- [SHORT TASK] Edit the rows below so that every "marker" becomes "pin", with everything else unchanged. Leave the pictures out of your answer.

- [MATERIAL PROVIDED]
╔══
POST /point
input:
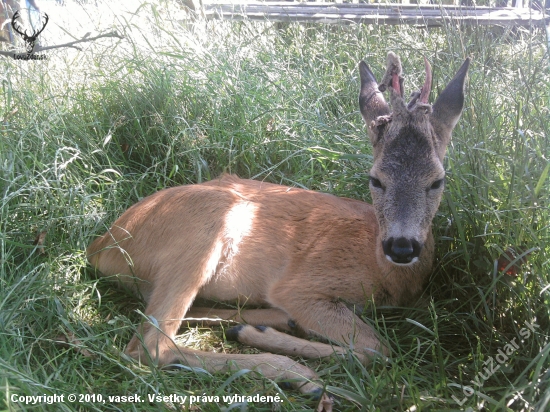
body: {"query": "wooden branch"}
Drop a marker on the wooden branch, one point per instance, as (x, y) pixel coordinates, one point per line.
(38, 49)
(378, 13)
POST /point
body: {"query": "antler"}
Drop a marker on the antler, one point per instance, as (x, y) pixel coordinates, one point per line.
(425, 93)
(46, 19)
(14, 24)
╚══
- [WRITTEN RESPONSE]
POST /point
input:
body: {"query": "wooden branch"}
Drop a pin on the wooden branch, one point per instance, as (x, y) pixel coordinates, one point per line.
(38, 49)
(378, 13)
POST /point
body: {"query": "antler"}
Drop a pin on the antler, one point per instance, as (x, y) pixel coordinates, one point per line.
(425, 93)
(46, 19)
(14, 24)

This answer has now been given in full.